▶ [DOCUMENT TEXT]
★ ★ ★ ★ ★ ★ ★
# Arrived at HHV -- great room!!



## GregT (Feb 17, 2012)

All,

This place rocks -- I absolutely love Hilton Hawaiian Village.  Just arrived yesterday, landed at 11:30am (2 hour time difference now, not 3 hours like in summer) and arrived at HHV by noon.

Nice lady behind the counter confirmed that they'd combined my two Open Season reservations into a single 6 night stay.  She couldn't tell me my room number until it was ready for check-in so we went and had a pizza and some island drinks for $80 (!!) by the pool.  No drink specials like they had in October    this time my Mai Tai was $11 and beer was $9.50 (and Cosmo was $XX) instead of buying the little plastic thing that you could refill for $12 and would get you 2 drinks.

We went over to Food Pantry (it is soooo nice having a market that is 10 minute walk) and loaded up on $159 of food that should cover breakfast and lunch for the trip and a single dinner.   I brought my little electric grill with me (DW calls it a panini-maker because that's what the box says, but I know it's really an electric grill that some people use for paninis) so I can grill on the balcony.
★ ★ ★ ★ ★ ★ ★
▶ [RECORDS PROVIDED]

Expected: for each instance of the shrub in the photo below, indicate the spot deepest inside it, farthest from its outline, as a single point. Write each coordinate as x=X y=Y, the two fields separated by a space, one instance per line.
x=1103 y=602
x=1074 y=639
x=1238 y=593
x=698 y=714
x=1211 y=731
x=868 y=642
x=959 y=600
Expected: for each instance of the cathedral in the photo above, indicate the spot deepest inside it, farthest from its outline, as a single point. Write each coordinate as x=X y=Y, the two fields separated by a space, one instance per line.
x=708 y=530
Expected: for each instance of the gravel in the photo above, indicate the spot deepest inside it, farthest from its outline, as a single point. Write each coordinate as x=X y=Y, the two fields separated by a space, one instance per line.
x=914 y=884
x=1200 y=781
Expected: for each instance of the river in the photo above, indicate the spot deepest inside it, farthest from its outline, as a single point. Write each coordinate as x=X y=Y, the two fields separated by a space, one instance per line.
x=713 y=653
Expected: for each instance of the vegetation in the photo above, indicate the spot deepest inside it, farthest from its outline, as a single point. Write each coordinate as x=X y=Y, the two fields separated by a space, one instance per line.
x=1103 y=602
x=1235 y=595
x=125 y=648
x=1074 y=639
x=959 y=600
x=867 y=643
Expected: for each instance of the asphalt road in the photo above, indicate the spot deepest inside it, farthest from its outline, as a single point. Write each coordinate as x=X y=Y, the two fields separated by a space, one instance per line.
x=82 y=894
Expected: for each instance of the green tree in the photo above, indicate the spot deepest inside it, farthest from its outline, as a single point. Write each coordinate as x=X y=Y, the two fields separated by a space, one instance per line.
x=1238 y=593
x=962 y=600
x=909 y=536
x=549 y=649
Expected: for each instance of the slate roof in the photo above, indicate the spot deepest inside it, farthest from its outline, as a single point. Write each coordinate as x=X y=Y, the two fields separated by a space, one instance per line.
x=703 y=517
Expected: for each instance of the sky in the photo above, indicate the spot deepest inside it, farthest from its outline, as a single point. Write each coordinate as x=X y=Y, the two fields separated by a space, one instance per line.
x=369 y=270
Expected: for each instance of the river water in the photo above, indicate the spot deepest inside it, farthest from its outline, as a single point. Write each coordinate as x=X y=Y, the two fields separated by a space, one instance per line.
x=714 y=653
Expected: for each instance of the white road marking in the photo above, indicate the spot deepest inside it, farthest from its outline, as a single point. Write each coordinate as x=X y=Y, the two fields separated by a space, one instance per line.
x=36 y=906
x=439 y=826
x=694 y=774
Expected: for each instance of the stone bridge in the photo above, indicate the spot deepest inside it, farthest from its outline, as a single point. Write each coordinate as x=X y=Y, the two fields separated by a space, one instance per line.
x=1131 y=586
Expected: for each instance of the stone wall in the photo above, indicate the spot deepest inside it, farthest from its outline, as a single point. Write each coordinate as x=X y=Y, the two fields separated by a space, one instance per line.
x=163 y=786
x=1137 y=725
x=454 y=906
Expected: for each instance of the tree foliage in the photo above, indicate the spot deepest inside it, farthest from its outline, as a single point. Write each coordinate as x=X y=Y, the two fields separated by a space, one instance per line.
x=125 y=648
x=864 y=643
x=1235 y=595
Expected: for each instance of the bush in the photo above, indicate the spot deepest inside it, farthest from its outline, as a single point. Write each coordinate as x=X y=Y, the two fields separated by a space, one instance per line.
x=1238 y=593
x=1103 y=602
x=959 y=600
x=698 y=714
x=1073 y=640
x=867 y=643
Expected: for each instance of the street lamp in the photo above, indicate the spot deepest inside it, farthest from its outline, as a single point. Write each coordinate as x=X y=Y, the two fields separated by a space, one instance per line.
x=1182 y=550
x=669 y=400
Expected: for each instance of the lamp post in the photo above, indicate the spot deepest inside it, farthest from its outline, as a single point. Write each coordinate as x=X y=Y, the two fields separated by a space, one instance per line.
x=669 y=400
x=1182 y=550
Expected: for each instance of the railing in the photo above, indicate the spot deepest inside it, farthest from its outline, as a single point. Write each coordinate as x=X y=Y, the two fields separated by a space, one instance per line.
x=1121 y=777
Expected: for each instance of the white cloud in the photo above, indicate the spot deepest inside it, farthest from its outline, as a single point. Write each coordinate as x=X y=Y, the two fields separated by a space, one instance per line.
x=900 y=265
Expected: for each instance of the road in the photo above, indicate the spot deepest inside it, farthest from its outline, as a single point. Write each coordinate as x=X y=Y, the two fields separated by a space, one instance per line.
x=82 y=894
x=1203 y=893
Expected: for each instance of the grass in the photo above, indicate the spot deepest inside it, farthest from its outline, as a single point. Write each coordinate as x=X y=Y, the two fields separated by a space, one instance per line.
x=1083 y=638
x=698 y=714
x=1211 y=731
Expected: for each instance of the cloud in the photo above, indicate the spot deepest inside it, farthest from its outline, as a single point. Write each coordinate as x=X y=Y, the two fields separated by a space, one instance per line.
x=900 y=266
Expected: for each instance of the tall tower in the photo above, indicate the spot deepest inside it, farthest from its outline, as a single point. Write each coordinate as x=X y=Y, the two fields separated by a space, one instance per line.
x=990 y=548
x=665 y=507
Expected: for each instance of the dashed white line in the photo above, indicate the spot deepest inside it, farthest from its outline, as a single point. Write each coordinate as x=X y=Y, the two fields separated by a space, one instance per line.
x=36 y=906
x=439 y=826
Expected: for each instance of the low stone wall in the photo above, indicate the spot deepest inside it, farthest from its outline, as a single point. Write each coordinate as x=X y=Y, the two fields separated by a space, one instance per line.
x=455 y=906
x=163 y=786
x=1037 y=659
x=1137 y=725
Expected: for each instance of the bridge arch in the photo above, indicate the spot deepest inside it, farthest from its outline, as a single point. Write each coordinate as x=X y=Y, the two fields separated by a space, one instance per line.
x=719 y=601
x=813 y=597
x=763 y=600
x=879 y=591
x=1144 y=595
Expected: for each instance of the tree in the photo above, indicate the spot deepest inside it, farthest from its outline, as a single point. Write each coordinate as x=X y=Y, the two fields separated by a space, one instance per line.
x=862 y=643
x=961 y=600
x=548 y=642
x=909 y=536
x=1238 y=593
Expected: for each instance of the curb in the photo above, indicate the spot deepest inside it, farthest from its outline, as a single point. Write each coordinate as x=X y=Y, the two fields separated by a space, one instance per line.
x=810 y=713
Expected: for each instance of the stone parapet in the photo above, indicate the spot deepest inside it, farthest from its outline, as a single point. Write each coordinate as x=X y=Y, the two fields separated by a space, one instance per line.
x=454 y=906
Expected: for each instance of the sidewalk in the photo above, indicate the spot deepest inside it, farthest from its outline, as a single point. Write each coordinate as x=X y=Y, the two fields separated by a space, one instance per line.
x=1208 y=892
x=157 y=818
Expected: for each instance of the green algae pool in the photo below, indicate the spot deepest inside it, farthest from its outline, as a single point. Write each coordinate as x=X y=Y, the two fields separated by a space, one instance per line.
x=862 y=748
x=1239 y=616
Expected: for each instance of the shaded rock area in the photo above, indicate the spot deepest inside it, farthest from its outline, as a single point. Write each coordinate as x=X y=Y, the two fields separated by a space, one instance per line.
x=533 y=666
★ ★ ★ ★ ★ ★ ★
▶ [WHAT IS ASKED]
- a) Copy from the Hilton Hawaiian Village post, starting with "This place rocks" and going on through "you 2 drinks.".
- b) Check each statement against the Hilton Hawaiian Village post. Give yes or no for each, with the words from the post that settle it. (i) The poster's plane landed at 11:30am. (ii) The poster's Mai Tai cost $9.50. (iii) The groceries from Food Pantry came to $159.
The material is separate from the Hilton Hawaiian Village post.

▶ [SOLUTIONS BY TASK]
- a)
This place rocks -- I absolutely love Hilton Hawaiian Village.  Just arrived yesterday, landed at 11:30am (2 hour time difference now, not 3 hours like in summer) and arrived at HHV by noon.

Nice lady behind the counter confirmed that they'd combined my two Open Season reservations into a single 6 night stay.  She couldn't tell me my room number until it was ready for check-in so we went and had a pizza and some island drinks for $80 (!!) by the pool.  No drink specials like they had in October    this time my Mai Tai was $11 and beer was $9.50 (and Cosmo was $XX) instead of buying the little plastic thing that you could refill for $12 and would get you 2 drinks.

- b)
(i) Yes: "landed at 11:30am"
(ii) No: "my Mai Tai was $11 and beer was $9.50"
(iii) Yes: "loaded up on $159 of food"